TEXTE =
L'arrangement de 1889 ne résolvait pas toute la question. Il laissait le Haut-Niger ouvert aux tentatives anglaises au moment où la France s'engageait à fond dans la lutte contre Samory.

Cependant les Rivières du Sud avaient ainsi une première frontière. Le commerce français y était déjà devenu très actif. Mais ces établissements dépendaient encore du lieutenant-gouverneur du Sénégal chargé de toutes les possessions de la côte. L'administration et l'organisation se ressentaient de cette malencontreuse dépendance qui laissait sans instructions et sans liens les commandants des quatre cercles du Rio-Nunez, du RioPongo, de Dubréka et de la Mellacorée. Un décret du 1er août 1889, rendu sur la proposition de M. Etienne, sous-secrétaire d'Etat aux Colonies, libéra enfin la colonie nouvelle de ces entraves. Elle était détachée du Sénégal, rendue autonome et placée sous la direction d'un gouverneur chargé en même temps de la direction de nos établissements de la Côte-d'Ivoire et du Bénin, ainsi que du protectorat du Fouta-Diallon, avec résidence à Konakry.

Le 8 juillet 1890, le docteur Ballay, lieutenant-gouverneur du Congo, est envoyé en mission dans les Rivières du Sud. Les destinées de la colonie de la Guinée française commencent.

EXTRAIT DE RÉFÉRENCE =

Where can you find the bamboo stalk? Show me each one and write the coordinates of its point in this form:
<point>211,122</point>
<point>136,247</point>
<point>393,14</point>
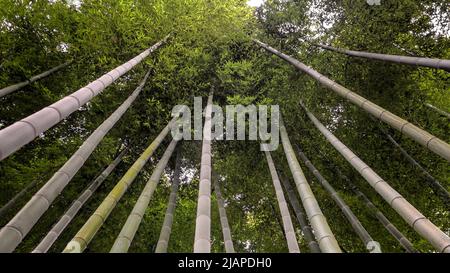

CONSIGNES À SUIVRE =
(a) Pourriez-vous transcrire fidèlement, dans le texte sur les Rivières du Sud, le passage qui va de « Le 8 juillet » jusqu'à « Guinée française commencent. » ?
(b) Pouvez-vous reprendre le texte sur les Rivières du Sud là où il s'interrompt et en écrire la suite ?
La liste n'a aucun rapport avec le texte sur les Rivières du Sud.

RÉSULTATS OBTENUS =
(a)
Le 8 juillet 1890, le docteur Ballay, lieutenant-gouverneur du Congo, est envoyé en mission dans les Rivières du Sud. Les destinées de la colonie de la Guinée française commencent.

(b)
II

A la fin du second Empire, comme on l'a vu plus haut, nous possédions sur la partie du littoral du golfe de Guinée qui a pris depuis le nom de Côte-d'Ivoire, deux établissements, GrandBassam et Assinie, et le fort de Dabou construit par Faidherbe. Après la guerre, par mesure d'économie, ces postes furent évacués et le soin de défendre les intérêts français dans cette partie de l'Afrique fut confié au commandant de la division

navale de l'Atlantique. Toutefois on s'aperçut bientôt qu'il pouvait y avoir de sérieux inconvénients à afficher un tel désintéressement, qui pouvait être interprété par nos rivaux, malgré les conventions passées avec les chefs indigènes avant 1870, comme l'abandon de toute prétention de notre part. Au moment du départ des représentants, la garde du pavillon français avait été confiée à un négociant de la Rochelle, M. Verdier, qui possédait des comptoirs à Assinie et à Grand-Bassam : un arrêté du 22 novembre 1878 confia à M. Verdier les fonctions de résident de France, fonctions qui étaient surtout celles d'un agent d'informations et qu'il occupa, tout en continuant ses opérations commerciales, le plus souvent par l'intermédiaire de ses propres employés. Certains de ceux-ci se firent remarquer par leur activité et leur zèle, tel par exemple Treich Laplène qui explora l'Indénié et le Bettié et qui monta en 1838 jusqu'à Kong à la rencontre du capitaine Binger.

Mais en réalité jusqu'au moment où le voyageur dont nous venons d'écrire le nom accomplit sa grande exploration de la boucle du Niger, l'opinion en France s'était désintéressée de la Côte-d'Ivoire.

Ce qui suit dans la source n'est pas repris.